_Problem description_: Output the lines from the one containing "Task: annotate every" through the last line of the material below, exactly; please do not include pictures.

----

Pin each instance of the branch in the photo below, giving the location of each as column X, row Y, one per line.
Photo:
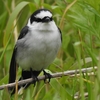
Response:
column 59, row 74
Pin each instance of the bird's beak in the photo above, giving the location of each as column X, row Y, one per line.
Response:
column 47, row 19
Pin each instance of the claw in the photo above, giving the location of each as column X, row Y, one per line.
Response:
column 47, row 76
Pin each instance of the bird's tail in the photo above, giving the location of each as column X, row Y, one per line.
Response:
column 26, row 75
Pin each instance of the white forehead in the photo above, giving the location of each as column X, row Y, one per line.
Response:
column 42, row 14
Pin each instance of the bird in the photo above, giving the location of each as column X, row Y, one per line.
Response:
column 37, row 46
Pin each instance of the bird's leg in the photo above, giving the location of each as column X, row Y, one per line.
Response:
column 34, row 77
column 47, row 76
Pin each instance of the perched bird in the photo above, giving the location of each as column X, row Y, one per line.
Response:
column 36, row 47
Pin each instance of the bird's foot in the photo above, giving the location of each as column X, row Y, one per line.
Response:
column 47, row 76
column 35, row 79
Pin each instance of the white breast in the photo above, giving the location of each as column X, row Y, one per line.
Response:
column 38, row 49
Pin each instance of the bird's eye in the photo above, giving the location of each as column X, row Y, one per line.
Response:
column 38, row 20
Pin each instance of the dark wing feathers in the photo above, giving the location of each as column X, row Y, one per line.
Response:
column 60, row 33
column 13, row 65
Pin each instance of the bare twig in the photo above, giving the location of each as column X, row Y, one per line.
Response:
column 59, row 74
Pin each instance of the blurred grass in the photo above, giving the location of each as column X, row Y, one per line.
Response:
column 80, row 25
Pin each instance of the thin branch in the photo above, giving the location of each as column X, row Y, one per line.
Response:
column 59, row 74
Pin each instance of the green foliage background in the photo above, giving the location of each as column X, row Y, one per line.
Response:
column 79, row 21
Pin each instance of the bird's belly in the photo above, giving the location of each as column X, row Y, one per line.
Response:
column 38, row 54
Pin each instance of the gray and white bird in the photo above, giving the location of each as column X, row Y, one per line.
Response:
column 36, row 47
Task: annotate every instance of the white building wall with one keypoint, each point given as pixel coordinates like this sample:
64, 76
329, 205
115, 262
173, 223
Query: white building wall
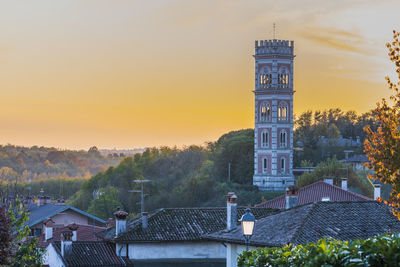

----

_Answer below_:
Task: annotate every instance of the white building wall with one keypoint, each point given as pixel coordinates like this sample:
64, 76
329, 205
115, 262
173, 223
Query: white building wall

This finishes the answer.